Exercise objective: Format all of the rows below as a numbered list, skipping any blank lines.

Data provided:

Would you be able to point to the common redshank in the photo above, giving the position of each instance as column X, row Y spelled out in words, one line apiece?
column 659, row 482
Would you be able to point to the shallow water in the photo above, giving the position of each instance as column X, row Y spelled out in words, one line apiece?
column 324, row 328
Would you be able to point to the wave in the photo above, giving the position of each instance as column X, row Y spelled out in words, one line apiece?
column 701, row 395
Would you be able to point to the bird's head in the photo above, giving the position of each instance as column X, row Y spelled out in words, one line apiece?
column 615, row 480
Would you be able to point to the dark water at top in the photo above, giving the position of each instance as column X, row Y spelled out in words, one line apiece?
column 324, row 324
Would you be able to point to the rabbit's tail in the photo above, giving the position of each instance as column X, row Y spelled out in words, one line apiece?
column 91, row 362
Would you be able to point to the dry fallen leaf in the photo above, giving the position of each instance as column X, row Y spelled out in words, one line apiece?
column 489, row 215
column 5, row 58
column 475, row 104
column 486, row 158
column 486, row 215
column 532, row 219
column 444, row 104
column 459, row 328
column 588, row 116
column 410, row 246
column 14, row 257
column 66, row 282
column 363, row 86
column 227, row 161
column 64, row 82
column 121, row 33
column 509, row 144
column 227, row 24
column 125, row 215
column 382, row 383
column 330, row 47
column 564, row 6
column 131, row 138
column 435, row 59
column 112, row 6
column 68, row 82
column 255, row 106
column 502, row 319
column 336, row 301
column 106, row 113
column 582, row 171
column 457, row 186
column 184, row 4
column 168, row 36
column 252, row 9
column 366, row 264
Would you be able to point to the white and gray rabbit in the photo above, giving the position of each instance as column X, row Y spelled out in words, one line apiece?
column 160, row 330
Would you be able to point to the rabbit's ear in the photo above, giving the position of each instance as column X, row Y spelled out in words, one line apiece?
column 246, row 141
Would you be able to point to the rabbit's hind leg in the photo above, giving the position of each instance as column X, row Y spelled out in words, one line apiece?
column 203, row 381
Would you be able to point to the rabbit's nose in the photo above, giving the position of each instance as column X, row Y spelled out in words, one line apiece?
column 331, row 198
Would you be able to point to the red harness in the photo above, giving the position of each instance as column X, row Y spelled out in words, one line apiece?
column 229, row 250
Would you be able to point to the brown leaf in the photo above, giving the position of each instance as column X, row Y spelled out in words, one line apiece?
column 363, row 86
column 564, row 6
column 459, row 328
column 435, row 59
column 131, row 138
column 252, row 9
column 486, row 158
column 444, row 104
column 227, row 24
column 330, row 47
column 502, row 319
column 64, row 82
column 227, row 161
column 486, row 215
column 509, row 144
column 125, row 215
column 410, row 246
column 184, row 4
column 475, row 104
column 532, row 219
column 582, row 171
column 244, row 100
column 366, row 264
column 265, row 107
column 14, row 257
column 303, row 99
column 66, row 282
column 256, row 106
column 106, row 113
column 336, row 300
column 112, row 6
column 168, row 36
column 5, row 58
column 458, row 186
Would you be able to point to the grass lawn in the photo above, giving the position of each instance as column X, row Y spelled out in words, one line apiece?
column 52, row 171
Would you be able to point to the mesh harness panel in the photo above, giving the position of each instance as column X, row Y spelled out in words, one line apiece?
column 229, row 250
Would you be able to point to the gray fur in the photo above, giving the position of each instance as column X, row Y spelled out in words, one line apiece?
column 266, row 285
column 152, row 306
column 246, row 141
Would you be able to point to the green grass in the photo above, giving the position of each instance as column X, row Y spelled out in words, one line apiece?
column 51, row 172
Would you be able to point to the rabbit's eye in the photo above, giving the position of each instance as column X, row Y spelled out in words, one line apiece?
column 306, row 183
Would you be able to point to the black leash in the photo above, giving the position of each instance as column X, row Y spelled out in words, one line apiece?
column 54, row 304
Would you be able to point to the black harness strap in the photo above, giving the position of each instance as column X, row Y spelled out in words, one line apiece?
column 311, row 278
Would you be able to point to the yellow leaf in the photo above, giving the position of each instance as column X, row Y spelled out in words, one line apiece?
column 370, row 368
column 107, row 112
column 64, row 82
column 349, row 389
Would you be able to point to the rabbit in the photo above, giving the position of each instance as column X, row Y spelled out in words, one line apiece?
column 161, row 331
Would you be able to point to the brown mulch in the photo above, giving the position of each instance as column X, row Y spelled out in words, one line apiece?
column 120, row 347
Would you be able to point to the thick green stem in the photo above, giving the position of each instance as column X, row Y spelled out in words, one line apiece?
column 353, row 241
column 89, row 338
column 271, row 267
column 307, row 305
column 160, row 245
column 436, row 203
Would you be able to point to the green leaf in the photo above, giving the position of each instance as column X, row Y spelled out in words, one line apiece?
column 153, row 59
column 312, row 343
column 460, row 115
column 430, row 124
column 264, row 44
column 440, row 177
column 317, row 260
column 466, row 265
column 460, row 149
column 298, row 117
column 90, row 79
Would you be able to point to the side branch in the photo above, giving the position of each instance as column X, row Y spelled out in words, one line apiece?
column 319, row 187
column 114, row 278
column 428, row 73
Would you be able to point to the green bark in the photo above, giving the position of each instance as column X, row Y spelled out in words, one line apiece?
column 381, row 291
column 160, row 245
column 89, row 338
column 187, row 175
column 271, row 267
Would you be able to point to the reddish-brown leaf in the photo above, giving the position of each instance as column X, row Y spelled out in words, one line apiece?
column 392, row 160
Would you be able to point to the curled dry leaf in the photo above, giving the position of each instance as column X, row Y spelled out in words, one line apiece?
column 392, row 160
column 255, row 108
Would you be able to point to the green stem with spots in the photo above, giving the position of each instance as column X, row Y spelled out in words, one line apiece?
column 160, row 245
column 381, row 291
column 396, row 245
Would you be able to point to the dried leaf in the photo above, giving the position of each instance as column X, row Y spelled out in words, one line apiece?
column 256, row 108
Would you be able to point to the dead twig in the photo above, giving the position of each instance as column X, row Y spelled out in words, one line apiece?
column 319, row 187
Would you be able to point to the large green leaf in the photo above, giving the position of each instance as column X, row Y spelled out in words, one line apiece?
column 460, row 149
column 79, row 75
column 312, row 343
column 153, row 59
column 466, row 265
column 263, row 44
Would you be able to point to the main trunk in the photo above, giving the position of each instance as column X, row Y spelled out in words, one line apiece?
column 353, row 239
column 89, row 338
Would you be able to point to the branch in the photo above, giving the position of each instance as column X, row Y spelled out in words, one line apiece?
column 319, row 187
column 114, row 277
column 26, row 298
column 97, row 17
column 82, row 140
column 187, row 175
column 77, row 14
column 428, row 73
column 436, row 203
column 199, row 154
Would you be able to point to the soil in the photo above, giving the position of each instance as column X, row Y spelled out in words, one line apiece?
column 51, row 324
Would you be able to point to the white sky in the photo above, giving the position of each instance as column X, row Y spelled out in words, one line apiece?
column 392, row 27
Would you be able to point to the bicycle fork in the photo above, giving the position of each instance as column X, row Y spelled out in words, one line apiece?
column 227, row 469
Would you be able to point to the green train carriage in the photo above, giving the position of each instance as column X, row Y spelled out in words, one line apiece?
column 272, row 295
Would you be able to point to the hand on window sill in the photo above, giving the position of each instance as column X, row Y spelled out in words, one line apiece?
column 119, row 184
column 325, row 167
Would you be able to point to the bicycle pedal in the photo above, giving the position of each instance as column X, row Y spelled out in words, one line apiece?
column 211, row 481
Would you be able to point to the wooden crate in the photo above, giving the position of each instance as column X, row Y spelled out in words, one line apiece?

Complete output:
1. Would you be able to point to the common redshank in the photo above, giving the position of each instance as column X, row Y spelled out in words, one line apiece?
2. column 659, row 482
3. Would you be able to point to the shallow water in the photo above, giving the position of each instance as column X, row Y spelled out in words, one line apiece?
4. column 324, row 328
5. Would you be able to point to the wave in the photo above, giving the position of each instance as column X, row Y spelled out in words, one line apiece?
6. column 701, row 395
7. Would you be able to point to the bird's head in the photo above, giving the position of each instance as column X, row Y spelled out in words, one line apiece?
8. column 615, row 480
9. Would you be able to point to the dark water at top in the photo above, giving the position of each instance as column X, row Y spelled out in words, one line apiece?
10. column 324, row 324
11. Would you be able to point to the rabbit's tail in the photo above, giving the position of each instance as column X, row Y spelled out in words, one line apiece?
12. column 91, row 362
13. Would you be able to point to the dry fallen leaf in the photo above, giving the position of each instance as column X, row Y spelled out in words, one line apiece?
14. column 489, row 215
15. column 5, row 58
16. column 475, row 104
17. column 486, row 158
18. column 486, row 215
19. column 532, row 219
20. column 444, row 104
21. column 459, row 328
22. column 588, row 116
23. column 410, row 246
24. column 14, row 257
25. column 66, row 282
26. column 363, row 86
27. column 227, row 161
28. column 64, row 82
29. column 121, row 33
30. column 509, row 144
31. column 227, row 24
32. column 125, row 215
33. column 382, row 383
34. column 330, row 47
35. column 564, row 6
36. column 131, row 138
37. column 435, row 59
38. column 112, row 6
39. column 68, row 82
40. column 255, row 106
41. column 502, row 319
42. column 336, row 301
43. column 106, row 113
44. column 582, row 171
45. column 457, row 186
46. column 184, row 4
47. column 168, row 36
48. column 252, row 9
49. column 366, row 264
50. Would you be able to point to the white and gray rabbit in the photo above, giving the position of each instance as column X, row Y spelled out in words, one line apiece?
51. column 160, row 330
52. Would you be able to point to the rabbit's ear in the photo above, giving the position of each instance as column X, row Y spelled out in words, one line apiece?
53. column 246, row 141
54. Would you be able to point to the rabbit's hind leg in the photo above, giving the position of each instance as column X, row Y spelled out in words, one line apiece?
55. column 203, row 381
56. Would you be able to point to the rabbit's nose in the photo above, giving the position of each instance as column X, row Y spelled out in words, one line apiece?
57. column 331, row 198
58. Would you be able to point to the red harness in the photo above, giving the position of each instance as column X, row Y spelled out in words, one line apiece?
59. column 229, row 250
60. Would you be able to point to the brown leaf in the photo above, giving the position of each instance as column X, row Y spelled out in words, one line apiece?
61. column 363, row 86
62. column 564, row 6
63. column 459, row 328
64. column 435, row 59
65. column 131, row 138
66. column 252, row 9
67. column 486, row 158
68. column 444, row 104
69. column 227, row 24
70. column 330, row 47
71. column 502, row 319
72. column 64, row 82
73. column 227, row 161
74. column 486, row 215
75. column 509, row 144
76. column 125, row 215
77. column 410, row 246
78. column 184, row 4
79. column 475, row 104
80. column 532, row 219
81. column 582, row 171
82. column 244, row 100
83. column 366, row 264
84. column 265, row 107
85. column 14, row 257
86. column 303, row 99
87. column 66, row 282
88. column 256, row 106
89. column 106, row 113
90. column 336, row 300
91. column 112, row 6
92. column 168, row 36
93. column 5, row 58
94. column 458, row 186
95. Would you be able to point to the grass lawn in the photo above, giving the position of each instance as column X, row Y spelled out in words, one line apiece?
96. column 52, row 171
97. Would you be able to point to the mesh harness panel in the photo above, giving the position of each instance as column X, row Y spelled out in words, one line apiece?
98. column 229, row 250
99. Would you be able to point to the gray fur in the photo above, giving the position of each instance as column X, row Y spelled out in words, one line apiece?
100. column 266, row 285
101. column 152, row 306
102. column 246, row 141
103. Would you be able to point to the green grass in the photo above, giving the position of each instance as column X, row Y spelled out in words, one line apiece?
104. column 51, row 172
105. Would you be able to point to the rabbit's eye in the photo above, giving the position of each instance as column X, row Y spelled out in words, one line apiece?
106. column 306, row 183
107. Would you be able to point to the black leash in the photo above, giving the position of each instance as column X, row Y spelled out in words, one line apiece?
108. column 54, row 304
109. Would you be able to point to the black harness strap in the photo above, giving the position of each instance as column X, row Y spelled out in words, one line apiece?
110. column 311, row 278
111. Would you be able to point to the yellow leaf in the photo above, giving the position of each instance as column X, row Y spelled out in words, one line apiece?
112. column 370, row 368
113. column 107, row 112
114. column 64, row 82
115. column 349, row 389
116. Would you be able to point to the rabbit in the photo above, giving the position of each instance as column X, row Y spelled out in words, one line apiece?
117. column 161, row 331
118. Would you be able to point to the brown mulch in the photo above, giving the position of each instance as column X, row Y spelled out in words, one line apiece?
119. column 120, row 347
120. Would you be able to point to the thick green stem in the photo above, giving the position of each instance as column X, row Y spelled out in words, one line apiece?
121. column 353, row 241
122. column 89, row 338
123. column 271, row 267
124. column 307, row 305
125. column 160, row 245
126. column 436, row 203
127. Would you be able to point to the green leaf in the photo above, giving the position of each instance as column X, row Y spelled out in words, one line apiece?
128. column 153, row 59
129. column 312, row 343
130. column 460, row 115
131. column 430, row 124
132. column 264, row 44
133. column 440, row 177
134. column 317, row 260
135. column 466, row 265
136. column 460, row 149
137. column 298, row 117
138. column 90, row 79
139. Would you be able to point to the side branch in the photo above, giving the position of each instance as column X, row Y spelled out in words, one line apiece?
140. column 319, row 187
141. column 114, row 278
142. column 428, row 73
143. Would you be able to point to the green bark in the photo above, giving the position of each instance as column X, row Y spelled out in words, one line apiece?
144. column 381, row 291
145. column 160, row 245
146. column 89, row 338
147. column 187, row 175
148. column 271, row 267
149. Would you be able to point to the reddish-brown leaf in the photo above, giving the position of each instance as column X, row Y spelled out in words, one line apiece?
150. column 392, row 160
151. Would you be able to point to the curled dry leaf in the photo above, giving the position of each instance as column X, row Y spelled out in words, one line apiece?
152. column 392, row 160
153. column 255, row 108
154. Would you be able to point to the green stem with spots in the photo above, giving the position of each instance as column X, row Y spelled out in words, one line apiece?
155. column 160, row 245
156. column 381, row 291
157. column 396, row 245
158. Would you be able to point to the dried leaf in the photo above, giving the position of each instance as column X, row Y spelled out in words, one line apiece?
159. column 256, row 108
160. Would you be able to point to the dead twig in the photo above, giving the position of each instance as column X, row Y spelled out in words, one line apiece?
161. column 319, row 187
162. Would you be able to point to the large green leaf in the photo above, giving the position of each instance as column X, row Y spelled out in words, one line apiece?
163. column 460, row 149
164. column 79, row 75
165. column 312, row 343
166. column 153, row 59
167. column 466, row 265
168. column 263, row 44
169. Would you be able to point to the main trunk in the photo above, giving the position of each instance as column X, row Y spelled out in words, one line apiece?
170. column 353, row 239
171. column 89, row 338
172. Would you be able to point to the branch in the photo above, giving the position of each instance as column X, row Y spelled out in words, one line apiece?
173. column 319, row 187
174. column 114, row 277
175. column 26, row 298
176. column 97, row 17
177. column 82, row 140
178. column 187, row 175
179. column 77, row 14
180. column 428, row 73
181. column 436, row 203
182. column 199, row 154
183. Would you be able to point to the soil in the photo above, giving the position of each instance as column X, row Y spelled out in words, one line apiece?
184. column 51, row 324
185. Would you be able to point to the white sky in the photo above, giving the position of each instance as column X, row Y spelled out in words, one line apiece?
186. column 392, row 27
187. Would you be able to point to the bicycle fork in the photo above, giving the position of each instance as column X, row Y spelled out in words, one line apiece?
188. column 227, row 469
189. Would you be able to point to the green train carriage in the photo above, giving the position of each instance as column X, row Y spelled out in words, one line apiece?
190. column 272, row 295
191. Would you be able to point to the hand on window sill in the photo above, giving the position of each instance as column X, row Y spelled out in words, one line apiece?
192. column 119, row 184
193. column 325, row 167
194. Would you be able to point to the bicycle pedal in the photo above, giving the position of each instance as column X, row Y spelled out in words, one line apiece?
195. column 211, row 481
196. Would you be able to point to the wooden crate in the photo above, giving the position of each instance as column X, row Y spelled out in words, one line apiece?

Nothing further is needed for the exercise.